**Your objective**:
Copy word for word each line from the one that has "player in orange" to the last line of the records, with no other lines.

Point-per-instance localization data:

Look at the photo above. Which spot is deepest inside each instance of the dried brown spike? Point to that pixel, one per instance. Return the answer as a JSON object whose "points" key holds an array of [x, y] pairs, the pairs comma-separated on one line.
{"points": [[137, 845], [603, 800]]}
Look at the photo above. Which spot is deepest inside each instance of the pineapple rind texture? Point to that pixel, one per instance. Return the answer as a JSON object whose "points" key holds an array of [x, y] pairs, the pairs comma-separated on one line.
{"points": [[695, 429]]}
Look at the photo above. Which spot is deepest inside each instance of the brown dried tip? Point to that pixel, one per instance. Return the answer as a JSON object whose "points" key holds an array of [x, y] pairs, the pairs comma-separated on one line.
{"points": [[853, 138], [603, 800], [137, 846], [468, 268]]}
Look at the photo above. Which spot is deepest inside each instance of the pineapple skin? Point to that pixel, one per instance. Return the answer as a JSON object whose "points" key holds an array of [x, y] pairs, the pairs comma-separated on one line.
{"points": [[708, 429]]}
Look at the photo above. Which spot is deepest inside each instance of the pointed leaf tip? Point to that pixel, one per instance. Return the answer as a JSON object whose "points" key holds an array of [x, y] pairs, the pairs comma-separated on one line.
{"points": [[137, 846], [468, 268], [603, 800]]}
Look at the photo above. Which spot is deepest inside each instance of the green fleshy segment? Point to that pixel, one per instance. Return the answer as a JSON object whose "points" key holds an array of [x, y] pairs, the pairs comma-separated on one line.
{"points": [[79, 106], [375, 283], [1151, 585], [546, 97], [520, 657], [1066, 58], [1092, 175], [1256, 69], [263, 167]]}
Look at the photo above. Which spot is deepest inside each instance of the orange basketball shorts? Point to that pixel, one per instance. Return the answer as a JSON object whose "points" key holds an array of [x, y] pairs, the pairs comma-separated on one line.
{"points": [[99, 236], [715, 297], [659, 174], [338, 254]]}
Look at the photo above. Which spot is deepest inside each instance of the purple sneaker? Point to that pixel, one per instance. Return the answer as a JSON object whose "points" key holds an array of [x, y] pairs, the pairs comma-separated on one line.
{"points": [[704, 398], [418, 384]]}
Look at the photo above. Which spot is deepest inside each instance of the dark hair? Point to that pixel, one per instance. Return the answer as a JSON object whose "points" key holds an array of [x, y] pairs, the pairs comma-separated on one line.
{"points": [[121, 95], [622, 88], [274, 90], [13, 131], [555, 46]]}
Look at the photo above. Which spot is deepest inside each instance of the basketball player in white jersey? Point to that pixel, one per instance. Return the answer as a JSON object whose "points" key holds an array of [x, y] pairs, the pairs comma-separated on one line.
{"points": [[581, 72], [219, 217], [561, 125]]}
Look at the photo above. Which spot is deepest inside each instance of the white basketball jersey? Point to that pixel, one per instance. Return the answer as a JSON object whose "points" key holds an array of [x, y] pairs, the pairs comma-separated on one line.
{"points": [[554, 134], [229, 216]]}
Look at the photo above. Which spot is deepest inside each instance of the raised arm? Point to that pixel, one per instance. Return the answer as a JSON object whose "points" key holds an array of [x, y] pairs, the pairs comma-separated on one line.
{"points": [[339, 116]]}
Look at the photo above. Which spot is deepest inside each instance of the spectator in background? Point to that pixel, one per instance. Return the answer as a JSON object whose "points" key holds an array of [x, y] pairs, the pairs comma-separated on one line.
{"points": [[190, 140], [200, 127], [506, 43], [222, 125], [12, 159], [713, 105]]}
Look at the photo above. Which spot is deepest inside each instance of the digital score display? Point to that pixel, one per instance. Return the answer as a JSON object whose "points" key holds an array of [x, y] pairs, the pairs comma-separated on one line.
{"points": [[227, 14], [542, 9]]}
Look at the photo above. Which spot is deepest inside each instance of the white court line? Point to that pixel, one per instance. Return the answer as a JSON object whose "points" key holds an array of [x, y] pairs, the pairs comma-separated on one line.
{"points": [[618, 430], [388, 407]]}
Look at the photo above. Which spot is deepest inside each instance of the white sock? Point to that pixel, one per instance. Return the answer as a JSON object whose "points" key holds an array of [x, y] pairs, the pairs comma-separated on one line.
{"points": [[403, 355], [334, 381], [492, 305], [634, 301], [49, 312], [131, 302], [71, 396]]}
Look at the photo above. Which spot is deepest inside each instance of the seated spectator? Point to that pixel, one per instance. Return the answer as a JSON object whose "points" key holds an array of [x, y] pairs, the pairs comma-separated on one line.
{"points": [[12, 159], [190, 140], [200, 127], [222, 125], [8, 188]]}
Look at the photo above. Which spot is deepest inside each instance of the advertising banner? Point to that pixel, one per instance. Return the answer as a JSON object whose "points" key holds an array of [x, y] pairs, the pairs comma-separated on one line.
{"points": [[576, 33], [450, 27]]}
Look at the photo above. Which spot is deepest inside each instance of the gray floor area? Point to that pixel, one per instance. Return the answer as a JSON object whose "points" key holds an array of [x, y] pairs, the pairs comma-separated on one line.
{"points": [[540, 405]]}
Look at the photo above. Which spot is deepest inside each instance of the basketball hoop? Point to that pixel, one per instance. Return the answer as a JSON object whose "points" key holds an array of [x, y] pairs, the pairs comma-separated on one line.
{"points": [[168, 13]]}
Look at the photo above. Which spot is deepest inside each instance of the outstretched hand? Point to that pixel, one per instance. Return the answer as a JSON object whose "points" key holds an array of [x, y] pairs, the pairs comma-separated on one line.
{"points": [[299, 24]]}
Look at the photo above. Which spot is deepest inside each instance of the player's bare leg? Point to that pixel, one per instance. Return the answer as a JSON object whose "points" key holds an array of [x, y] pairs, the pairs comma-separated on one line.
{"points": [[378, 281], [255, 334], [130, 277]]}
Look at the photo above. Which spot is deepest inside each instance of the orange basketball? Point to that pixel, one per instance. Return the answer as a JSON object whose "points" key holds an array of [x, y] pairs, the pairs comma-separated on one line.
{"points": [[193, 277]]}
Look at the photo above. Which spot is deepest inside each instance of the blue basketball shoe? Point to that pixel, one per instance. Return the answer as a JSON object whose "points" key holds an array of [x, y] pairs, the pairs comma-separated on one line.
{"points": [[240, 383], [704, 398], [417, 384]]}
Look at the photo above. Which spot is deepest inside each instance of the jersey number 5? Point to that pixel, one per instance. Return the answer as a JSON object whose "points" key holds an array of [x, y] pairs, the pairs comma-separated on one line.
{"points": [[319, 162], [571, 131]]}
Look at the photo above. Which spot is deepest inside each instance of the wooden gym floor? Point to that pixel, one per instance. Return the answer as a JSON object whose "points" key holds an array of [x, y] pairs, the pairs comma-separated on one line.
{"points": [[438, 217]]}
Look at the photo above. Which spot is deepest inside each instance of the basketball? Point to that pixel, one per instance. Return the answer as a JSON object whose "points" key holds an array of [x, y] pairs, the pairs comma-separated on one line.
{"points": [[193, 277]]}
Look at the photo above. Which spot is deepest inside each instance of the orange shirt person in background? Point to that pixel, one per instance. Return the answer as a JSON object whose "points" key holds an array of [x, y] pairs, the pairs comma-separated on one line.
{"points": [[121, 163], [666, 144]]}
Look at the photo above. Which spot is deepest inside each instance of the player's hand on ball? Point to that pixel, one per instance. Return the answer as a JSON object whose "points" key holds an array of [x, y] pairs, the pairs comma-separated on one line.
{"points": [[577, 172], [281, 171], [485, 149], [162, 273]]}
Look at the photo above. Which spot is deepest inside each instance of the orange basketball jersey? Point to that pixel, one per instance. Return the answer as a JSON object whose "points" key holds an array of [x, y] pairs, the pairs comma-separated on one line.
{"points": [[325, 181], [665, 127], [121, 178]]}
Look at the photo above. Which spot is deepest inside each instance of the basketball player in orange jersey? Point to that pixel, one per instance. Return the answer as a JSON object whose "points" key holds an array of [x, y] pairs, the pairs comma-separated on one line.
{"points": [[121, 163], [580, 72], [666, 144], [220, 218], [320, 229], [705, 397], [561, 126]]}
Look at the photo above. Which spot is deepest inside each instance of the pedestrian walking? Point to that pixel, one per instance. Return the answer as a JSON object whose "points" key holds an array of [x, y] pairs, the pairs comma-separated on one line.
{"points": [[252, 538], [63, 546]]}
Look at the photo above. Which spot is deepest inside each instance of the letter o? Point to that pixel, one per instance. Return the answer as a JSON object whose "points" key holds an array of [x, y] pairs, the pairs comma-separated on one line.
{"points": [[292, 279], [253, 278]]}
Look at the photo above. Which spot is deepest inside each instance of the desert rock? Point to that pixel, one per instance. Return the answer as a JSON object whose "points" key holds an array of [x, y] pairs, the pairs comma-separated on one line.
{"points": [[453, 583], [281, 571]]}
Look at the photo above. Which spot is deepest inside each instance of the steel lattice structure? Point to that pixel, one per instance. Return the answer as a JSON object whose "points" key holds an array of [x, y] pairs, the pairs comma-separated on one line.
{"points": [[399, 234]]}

**Written solution**:
Look at the photo above. Which spot is deepest inside each instance of the basketball player in orange jersey? Point to that pixel, one per instance. Return the answer as a JSON object whose "points" key holds an array of [x, y] pairs, the pairs comma-separated on one line.
{"points": [[121, 163], [580, 72], [666, 144], [220, 218], [320, 229], [705, 397], [561, 126]]}
Look at the photo above. Which spot is deepest inside each instance of the pedestrian walking? Point to that pixel, one per instance. Return the answer as a JSON object whose "points" key holds an array of [x, y] pairs, the pairs comma-separated on one line.
{"points": [[252, 538], [63, 546]]}
Look at the photo above. Which spot is deepest inside each instance of the letter o? Point to that pixel, one per instance. Return the answer as a JSON object whose "points" key holds an array of [x, y] pairs, the pairs comma-separated on one line.
{"points": [[292, 279], [253, 278]]}
Look at the photo above. Which spot is deepest inside each instance of the desert rock? Point to that pixel, one per instance. Return the answer as a JSON object whose "points" key holds an array of [x, y] pairs, the pairs comma-separated on one line.
{"points": [[453, 583], [281, 571]]}
Look at the photo above. Which spot is deepest inside each instance of the steel lattice structure? Point to that pixel, one per instance. Return the answer as a JSON object whose "points" key holds an array of [x, y] pairs, the pairs comma-separated on one line.
{"points": [[399, 234]]}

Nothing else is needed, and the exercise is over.